[Directive]:
Display each line of the entries below that contains the string "positive". Case counts, so only matches with identical capitalization qualify.

[Data]:
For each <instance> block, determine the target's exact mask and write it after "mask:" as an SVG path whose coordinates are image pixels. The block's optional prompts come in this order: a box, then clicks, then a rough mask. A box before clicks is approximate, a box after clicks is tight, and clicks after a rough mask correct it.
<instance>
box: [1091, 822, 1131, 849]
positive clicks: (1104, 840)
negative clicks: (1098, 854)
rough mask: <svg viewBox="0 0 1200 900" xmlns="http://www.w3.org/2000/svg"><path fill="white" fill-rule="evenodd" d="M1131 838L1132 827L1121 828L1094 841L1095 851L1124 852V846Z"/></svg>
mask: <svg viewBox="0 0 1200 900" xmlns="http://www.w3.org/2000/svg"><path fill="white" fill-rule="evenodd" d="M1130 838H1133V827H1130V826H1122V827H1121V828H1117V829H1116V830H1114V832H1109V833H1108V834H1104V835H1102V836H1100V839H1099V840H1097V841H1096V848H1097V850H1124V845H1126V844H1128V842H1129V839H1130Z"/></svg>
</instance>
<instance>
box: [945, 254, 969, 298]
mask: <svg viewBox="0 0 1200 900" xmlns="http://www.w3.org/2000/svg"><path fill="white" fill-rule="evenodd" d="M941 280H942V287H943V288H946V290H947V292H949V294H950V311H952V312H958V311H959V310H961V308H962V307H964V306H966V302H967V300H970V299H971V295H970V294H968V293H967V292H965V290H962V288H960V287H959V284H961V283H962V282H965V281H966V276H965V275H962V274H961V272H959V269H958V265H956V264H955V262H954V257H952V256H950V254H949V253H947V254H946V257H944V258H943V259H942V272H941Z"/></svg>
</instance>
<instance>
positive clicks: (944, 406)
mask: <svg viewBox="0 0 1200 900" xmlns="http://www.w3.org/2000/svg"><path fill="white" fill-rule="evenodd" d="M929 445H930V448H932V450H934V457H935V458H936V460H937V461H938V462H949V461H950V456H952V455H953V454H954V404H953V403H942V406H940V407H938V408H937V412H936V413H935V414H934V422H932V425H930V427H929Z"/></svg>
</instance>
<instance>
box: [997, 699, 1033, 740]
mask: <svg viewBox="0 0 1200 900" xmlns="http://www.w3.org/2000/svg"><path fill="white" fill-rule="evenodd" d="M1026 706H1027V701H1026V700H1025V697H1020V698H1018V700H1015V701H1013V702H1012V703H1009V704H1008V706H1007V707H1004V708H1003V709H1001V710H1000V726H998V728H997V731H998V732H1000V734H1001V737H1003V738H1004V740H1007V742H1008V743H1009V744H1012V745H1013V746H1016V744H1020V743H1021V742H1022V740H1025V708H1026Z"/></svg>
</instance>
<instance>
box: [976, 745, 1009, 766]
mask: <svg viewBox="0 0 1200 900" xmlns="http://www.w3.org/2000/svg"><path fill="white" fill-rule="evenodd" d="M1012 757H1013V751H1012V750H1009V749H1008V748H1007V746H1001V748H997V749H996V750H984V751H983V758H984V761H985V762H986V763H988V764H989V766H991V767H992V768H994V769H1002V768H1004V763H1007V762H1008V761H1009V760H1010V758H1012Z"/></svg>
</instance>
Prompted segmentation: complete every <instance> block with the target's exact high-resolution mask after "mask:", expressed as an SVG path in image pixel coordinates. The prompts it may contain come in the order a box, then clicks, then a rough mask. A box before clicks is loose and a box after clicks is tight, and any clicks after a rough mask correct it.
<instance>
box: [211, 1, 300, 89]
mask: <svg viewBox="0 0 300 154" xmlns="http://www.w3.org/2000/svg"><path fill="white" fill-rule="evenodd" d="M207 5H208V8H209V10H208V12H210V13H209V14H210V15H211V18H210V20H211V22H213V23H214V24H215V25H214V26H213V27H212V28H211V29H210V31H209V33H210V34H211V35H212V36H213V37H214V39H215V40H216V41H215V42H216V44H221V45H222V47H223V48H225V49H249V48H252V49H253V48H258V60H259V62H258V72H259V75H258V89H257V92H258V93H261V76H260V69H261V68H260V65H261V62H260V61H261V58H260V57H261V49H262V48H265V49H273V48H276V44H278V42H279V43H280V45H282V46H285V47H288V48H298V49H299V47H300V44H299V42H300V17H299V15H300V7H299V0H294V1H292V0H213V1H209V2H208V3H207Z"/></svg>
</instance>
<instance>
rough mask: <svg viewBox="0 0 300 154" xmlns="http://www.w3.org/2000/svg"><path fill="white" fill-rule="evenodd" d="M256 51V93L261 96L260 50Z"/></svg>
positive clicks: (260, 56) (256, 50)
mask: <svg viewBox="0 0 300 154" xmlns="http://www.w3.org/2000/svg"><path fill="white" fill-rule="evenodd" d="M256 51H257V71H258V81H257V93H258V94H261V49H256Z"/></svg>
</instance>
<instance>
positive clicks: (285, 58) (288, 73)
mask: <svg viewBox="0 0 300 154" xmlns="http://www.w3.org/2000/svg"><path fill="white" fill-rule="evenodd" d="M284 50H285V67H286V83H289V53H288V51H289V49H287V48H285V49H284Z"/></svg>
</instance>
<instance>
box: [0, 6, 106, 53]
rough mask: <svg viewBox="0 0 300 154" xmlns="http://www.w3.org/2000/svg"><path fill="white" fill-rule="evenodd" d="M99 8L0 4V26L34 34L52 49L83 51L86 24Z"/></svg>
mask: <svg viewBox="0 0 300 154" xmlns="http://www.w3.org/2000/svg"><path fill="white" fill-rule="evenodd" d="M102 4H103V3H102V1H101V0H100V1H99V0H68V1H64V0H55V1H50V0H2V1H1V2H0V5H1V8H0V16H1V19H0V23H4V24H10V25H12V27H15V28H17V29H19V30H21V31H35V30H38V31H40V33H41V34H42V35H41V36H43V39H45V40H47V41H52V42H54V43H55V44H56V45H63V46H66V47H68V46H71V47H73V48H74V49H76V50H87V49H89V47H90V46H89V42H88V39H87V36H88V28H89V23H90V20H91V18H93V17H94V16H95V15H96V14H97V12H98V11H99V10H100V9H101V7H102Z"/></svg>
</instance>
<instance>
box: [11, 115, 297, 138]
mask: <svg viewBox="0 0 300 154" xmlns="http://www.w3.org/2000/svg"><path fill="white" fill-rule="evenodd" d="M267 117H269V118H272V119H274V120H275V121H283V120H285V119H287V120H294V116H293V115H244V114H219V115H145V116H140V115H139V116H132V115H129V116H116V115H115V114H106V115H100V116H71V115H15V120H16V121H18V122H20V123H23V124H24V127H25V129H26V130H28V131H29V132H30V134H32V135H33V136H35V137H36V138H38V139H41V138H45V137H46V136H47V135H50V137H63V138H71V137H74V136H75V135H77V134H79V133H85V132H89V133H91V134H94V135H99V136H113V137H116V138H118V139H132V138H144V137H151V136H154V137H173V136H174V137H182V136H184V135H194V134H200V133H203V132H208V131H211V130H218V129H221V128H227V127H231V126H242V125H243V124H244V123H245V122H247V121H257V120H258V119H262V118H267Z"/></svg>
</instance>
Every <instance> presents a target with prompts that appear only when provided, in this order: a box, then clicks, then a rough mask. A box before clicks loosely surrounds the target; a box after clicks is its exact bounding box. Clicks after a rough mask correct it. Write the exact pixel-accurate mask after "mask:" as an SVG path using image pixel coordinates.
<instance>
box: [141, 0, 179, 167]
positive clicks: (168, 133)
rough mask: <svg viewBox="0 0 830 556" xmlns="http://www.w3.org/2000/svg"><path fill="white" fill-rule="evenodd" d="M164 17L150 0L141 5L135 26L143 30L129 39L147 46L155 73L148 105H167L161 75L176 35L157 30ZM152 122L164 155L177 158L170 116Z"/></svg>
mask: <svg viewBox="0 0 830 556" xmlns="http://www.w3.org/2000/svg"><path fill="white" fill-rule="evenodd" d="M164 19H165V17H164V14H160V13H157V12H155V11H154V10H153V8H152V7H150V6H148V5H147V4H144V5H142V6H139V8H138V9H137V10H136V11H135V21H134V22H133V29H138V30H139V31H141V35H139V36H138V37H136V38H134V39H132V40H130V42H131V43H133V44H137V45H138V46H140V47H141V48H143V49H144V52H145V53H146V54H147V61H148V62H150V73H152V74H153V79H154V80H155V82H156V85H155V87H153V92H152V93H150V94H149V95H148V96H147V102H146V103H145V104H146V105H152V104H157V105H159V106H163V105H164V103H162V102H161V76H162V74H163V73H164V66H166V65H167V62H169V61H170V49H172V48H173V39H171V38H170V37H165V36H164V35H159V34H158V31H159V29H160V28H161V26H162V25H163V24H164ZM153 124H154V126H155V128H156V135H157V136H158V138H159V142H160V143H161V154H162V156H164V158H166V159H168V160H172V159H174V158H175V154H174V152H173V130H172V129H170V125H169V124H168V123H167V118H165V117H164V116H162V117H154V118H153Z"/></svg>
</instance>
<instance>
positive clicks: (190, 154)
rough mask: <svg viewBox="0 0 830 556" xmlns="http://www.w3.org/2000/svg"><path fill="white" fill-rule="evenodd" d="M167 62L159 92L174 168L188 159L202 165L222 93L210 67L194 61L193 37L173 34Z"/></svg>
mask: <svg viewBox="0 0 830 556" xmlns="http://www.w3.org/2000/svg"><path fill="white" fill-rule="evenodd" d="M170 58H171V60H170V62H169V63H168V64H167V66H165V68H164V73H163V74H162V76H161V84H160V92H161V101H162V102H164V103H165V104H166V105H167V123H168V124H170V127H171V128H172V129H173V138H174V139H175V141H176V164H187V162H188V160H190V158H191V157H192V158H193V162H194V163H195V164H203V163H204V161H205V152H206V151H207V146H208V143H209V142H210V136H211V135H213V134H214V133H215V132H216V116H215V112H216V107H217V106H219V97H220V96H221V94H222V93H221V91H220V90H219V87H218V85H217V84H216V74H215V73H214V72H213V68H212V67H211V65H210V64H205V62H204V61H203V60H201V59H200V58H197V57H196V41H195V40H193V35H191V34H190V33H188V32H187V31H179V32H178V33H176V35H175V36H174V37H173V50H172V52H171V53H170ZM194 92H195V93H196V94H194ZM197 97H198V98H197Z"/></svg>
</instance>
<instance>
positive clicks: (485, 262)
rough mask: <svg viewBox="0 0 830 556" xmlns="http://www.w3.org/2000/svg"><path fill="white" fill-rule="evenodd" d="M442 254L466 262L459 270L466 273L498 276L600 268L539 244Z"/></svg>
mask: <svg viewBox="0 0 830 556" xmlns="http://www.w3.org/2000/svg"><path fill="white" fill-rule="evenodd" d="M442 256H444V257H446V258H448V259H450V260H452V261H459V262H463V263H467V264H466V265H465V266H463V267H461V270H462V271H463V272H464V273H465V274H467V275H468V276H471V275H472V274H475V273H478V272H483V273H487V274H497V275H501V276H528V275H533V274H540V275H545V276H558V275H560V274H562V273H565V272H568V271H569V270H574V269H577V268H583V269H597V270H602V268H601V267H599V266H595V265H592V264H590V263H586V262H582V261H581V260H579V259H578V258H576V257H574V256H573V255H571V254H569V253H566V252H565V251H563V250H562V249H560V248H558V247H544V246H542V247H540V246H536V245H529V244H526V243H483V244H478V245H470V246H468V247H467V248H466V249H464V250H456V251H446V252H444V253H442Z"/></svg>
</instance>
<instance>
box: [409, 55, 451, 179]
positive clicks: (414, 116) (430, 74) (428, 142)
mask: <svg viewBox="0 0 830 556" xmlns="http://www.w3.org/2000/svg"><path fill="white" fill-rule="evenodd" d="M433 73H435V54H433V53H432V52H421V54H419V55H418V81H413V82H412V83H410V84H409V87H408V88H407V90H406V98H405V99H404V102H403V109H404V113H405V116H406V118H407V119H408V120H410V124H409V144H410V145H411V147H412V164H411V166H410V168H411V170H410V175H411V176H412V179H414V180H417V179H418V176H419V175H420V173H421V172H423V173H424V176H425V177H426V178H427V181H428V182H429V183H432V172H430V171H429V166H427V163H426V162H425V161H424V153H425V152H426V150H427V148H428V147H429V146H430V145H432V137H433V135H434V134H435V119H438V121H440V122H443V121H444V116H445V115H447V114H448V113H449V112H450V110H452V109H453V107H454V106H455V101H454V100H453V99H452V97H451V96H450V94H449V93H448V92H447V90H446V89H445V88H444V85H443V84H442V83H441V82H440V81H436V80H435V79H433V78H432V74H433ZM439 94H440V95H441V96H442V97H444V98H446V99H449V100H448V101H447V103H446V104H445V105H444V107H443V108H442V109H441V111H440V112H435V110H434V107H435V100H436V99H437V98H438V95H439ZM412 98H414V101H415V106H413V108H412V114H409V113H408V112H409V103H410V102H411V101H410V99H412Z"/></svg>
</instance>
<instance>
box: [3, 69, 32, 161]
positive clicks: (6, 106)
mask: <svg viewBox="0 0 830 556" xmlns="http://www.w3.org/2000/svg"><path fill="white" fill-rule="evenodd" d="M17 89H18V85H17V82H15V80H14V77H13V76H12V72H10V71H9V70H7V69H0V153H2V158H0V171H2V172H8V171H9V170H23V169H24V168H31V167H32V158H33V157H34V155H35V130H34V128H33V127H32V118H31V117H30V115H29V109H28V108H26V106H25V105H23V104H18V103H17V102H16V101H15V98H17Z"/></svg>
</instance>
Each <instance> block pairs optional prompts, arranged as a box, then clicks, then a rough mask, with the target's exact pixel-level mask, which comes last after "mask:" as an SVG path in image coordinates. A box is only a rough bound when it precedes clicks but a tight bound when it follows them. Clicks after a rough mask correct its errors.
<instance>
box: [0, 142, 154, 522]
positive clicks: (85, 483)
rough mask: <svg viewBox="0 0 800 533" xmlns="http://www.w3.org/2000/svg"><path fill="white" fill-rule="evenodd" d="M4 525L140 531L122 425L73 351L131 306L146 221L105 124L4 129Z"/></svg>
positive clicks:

[Exercise solution]:
positive clicks: (1104, 840)
positive clicks: (944, 406)
positive clicks: (260, 56) (256, 50)
positive clicks: (285, 58) (288, 73)
positive clicks: (168, 133)
positive clicks: (190, 154)
positive clicks: (485, 262)
positive clicks: (414, 116) (430, 74) (428, 142)
positive clicks: (6, 106)
positive clicks: (85, 483)
positive clicks:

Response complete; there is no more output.